• Study text:
────────────────

She joined other policy experts at a briefing for reporters and congressional staff on Capitol Hill hosted by the Arab-American Institute.
The House members, including Rep. Tom Campbell, California Republican, sent a letter to President Clinton yesterday calling on the administration to "re-examine the intended goals and the actual effects of these sanctions."
"Congressman Campbell feels we need to take a step back and re-examine the sanctions regime," said Suhail Khan, spokesman for Mr. Campbell, the only Republican to join with the Democrats. "Mr. [Saddam] Hussein is using the economic sanctions as an excuse not to feed those who are suffering," he said.
The United Nations imposed the sanctions after the Aug. 2, 1990, invasion and they cannot be lifted until U.N. weapons inspectors declare Iraq free of weapons of mass destruction.
Iraq is permitted to sell $5 billion worth of oil every six months. But the sanctions have prevented Iraq from importing the materials necessary to rebuild the oil infrastructure that was destroyed in the 1991 bombing of Iraq, humanitarian workers have argued.
Iraq says about 1.5 million children have died in the past seven years from disease and malnutrition directly attributed to the sanctions.
"Sanctions are not the clean alternative to war that we thought they were," said Khalid Elgindy, who delivered humanitarian aid to Iraqis in May with a U.S. group called the International Relief Association.
"More people have died as a result of the sanctions in the last eight years than died during the allied bombing in 1991," he told reporters. He said 1 million people had died since the sanctions were imposed.

────────────────

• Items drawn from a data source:
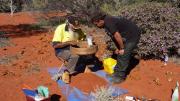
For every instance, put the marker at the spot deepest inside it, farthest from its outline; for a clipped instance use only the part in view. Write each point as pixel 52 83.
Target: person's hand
pixel 116 51
pixel 121 51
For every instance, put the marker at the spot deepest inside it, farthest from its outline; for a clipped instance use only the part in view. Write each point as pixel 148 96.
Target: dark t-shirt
pixel 128 30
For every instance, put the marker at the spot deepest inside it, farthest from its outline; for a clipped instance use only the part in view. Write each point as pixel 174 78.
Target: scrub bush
pixel 160 28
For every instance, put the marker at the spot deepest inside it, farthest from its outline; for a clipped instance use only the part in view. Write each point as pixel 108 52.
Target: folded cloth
pixel 74 94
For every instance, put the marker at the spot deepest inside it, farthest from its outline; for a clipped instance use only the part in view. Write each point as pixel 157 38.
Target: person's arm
pixel 118 39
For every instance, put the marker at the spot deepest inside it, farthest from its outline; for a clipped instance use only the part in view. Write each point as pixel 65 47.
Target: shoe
pixel 66 77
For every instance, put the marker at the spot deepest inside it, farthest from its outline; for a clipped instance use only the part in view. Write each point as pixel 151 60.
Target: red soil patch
pixel 35 55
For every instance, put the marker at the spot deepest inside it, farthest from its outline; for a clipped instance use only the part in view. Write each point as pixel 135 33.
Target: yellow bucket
pixel 109 64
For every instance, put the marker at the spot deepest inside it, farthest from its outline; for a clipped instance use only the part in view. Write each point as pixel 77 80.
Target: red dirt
pixel 35 55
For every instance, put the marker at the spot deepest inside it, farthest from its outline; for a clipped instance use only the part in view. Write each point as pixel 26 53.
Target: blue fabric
pixel 74 94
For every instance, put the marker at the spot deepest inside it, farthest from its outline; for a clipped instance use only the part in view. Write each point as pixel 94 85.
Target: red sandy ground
pixel 148 79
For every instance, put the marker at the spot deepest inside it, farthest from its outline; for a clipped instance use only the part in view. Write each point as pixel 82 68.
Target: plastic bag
pixel 109 64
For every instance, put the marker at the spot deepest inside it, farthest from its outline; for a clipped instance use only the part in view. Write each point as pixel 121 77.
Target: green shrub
pixel 160 26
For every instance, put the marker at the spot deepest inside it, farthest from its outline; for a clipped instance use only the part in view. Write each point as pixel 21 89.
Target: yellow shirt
pixel 61 35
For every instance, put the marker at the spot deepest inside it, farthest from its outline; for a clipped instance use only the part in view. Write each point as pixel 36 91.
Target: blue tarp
pixel 74 94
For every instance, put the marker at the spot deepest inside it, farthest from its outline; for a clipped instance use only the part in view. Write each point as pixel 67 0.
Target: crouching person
pixel 66 35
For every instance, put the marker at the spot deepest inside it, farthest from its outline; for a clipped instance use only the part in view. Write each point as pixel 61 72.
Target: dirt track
pixel 34 54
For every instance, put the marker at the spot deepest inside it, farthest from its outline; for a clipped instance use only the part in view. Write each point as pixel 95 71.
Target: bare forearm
pixel 119 40
pixel 61 45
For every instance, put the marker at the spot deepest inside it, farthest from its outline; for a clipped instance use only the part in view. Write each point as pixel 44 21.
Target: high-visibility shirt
pixel 61 35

────────────────

• Problem details: Continue the news article about the sanctions on Iraq, starting right after its last sentence.

• Response to the task:
The United States opposes ending the sanctions.
The power to lift the sanctions lies solely with Iraq, P.J. Crowley, a National Security Council spokesman, said in a telephone interview.
"We've carefully sponsored a sanctions regime intended to aid the Iraqi people without aiding Hussein," he said.
Congress is beginning to rethink the effectiveness of sanctions, which have become a U.S. foreign policy tool. Sanctions automatically leveled against India and Pakistan because of their nuclear tests in May have forced Congress to re-examine the wisdom of using them.
Congress overwhelmingly voted last week to waive the sanctions to allow Mr. Clinton other diplomatic options.
Also, Senate Majority Leader Trent Lott of Mississippi has formed a committee to review sanctions legislation and congressional approach to foreign policy.
The letter from the 34 members of Congress, the latest congressional attack on sanctions, led by Rep. John Conyers Jr., Michigan Democrat, calls on the administration to "de-link economic sanctions on Iraq, which have been a political and humanitarian failure, from military sanctions."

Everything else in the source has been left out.